DOCUMENT SEGMENT:
Self-Attention: From Dot Products to What the Model Focuses On
Query, Key, Value matrices explained. Why multi-head attention sees different things at once, and what that means for long-range dependencies.
Self-attention is the operation that makes transformers work. Everything else — positional encodings, residual connections, layer norms — is scaffolding. If you understand self-attention deeply, you understand 80% of what a transformer is doing.
[Video: Andrej Karpathy — Let's build GPT from scratch (builds a full GPT in Python, attention included)]
The core question attention answers
For each token in a sequence, self-attention asks: which other tokens should I borrow information from, and how much? The answer is computed dynamically — it depends on the content of the tokens, not their positions. This is what makes attention so powerful: the same token can attend to completely different things depending on context.
In "The animal didn't cross the street because it was tired", what does "it" refer to? Self-attention resolves this — the word "it" attends strongly to "animal" rather than "street". This is coreference resolution, emergent from attention.
Query, Key, Value: the retrieval metaphor
The QKV formulation is a learned soft retrieval system. Think of it like a search engine: your Query is what you're searching for, the Keys are what each document is indexed under, and the Values are the actual document content returned.
- Query (Q): the current token asking "what do I need?"
- Key (K): every token broadcasting "here is what I contain"
- Value (V): every token's actual information, returned if selected
- Attention weight: how well a query matches a key — computed as a scaled dot product
import torch
import torch.nn.functional as F
def self_attention(X, W_Q, W_K, W_V, mask=None):
"""
X: (seq_len, d_model)
W_Q, W_K, W_V: (d_model, d_k)
"""
Q = X @ W_Q # (seq_len, d_k)
K = X @ W_K # (seq_len, d_k)
V = X @ W_V # (seq_len, d_v)
d_k = Q.shape[-1]
scores = Q @ K.T / d_k**0.5 # (seq_len, seq_len)
if mask is not None:
scores = scores.masked_fill(mask == 0, -1e9)
weights = F.softmax(scores, dim=-1) # rows sum to 1
return weights @ V # (seq_len, d_v)
Why scale by √d_k?
Without scaling, dot products grow with dimensionality. For d_k = 64, random vectors have dot products with expected value 0 and standard deviation √64 = 8. Large dot products push softmax into saturation — near-zero gradients, and the model stops learning. Dividing by √d_k keeps the variance at 1 regardless of dimension.

ASSIGNED TASK A:
The self-attention text names several components that it calls scaffolding around self-attention. List them.
ASSIGNED TASK B:
Reproduce the self-attention text verbatim between "[Video: Andrej Karpathy" and "emergent from attention.", inclusive.

Data excerpts:
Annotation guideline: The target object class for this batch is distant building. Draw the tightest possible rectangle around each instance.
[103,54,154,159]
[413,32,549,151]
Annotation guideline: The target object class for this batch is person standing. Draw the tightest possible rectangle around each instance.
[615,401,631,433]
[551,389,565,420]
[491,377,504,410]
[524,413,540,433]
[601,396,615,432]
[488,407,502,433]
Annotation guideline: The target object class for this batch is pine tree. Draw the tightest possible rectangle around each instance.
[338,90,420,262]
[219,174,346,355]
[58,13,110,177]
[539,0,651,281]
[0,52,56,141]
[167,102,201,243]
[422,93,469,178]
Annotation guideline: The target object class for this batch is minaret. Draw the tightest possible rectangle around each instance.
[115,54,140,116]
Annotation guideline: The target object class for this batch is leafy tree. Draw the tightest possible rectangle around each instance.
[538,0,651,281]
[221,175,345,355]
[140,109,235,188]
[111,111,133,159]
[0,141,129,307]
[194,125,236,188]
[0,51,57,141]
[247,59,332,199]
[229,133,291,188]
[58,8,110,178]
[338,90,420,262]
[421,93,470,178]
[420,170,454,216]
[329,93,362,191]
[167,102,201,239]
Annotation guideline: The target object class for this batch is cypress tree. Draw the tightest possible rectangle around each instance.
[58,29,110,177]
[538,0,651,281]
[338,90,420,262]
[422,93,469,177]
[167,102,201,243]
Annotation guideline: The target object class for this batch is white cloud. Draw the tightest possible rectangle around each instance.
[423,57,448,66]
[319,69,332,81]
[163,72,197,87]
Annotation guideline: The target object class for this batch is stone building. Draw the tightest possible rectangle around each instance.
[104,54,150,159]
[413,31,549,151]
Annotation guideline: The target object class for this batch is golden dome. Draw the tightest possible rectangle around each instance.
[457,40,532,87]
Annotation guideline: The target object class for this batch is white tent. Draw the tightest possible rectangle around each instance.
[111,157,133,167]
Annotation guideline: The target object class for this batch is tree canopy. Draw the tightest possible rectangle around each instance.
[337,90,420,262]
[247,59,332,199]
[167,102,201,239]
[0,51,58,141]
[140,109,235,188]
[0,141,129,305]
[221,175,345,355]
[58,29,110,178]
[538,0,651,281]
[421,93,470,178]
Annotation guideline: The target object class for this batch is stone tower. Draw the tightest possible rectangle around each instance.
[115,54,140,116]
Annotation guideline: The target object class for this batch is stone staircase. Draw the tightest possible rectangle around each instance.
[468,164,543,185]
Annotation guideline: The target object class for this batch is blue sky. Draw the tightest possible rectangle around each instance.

TASK SOLUTION A:
positional encodings, residual connections, layer norms

TASK SOLUTION B:
[Video: Andrej Karpathy — Let's build GPT from scratch (builds a full GPT in Python, attention included)]
The core question attention answers
For each token in a sequence, self-attention asks: which other tokens should I borrow information from, and how much? The answer is computed dynamically — it depends on the content of the tokens, not their positions. This is what makes attention so powerful: the same token can attend to completely different things depending on context.
In "The animal didn't cross the street because it was tired", what does "it" refer to? Self-attention resolves this — the word "it" attends strongly to "animal" rather than "street". This is coreference resolution, emergent from attention.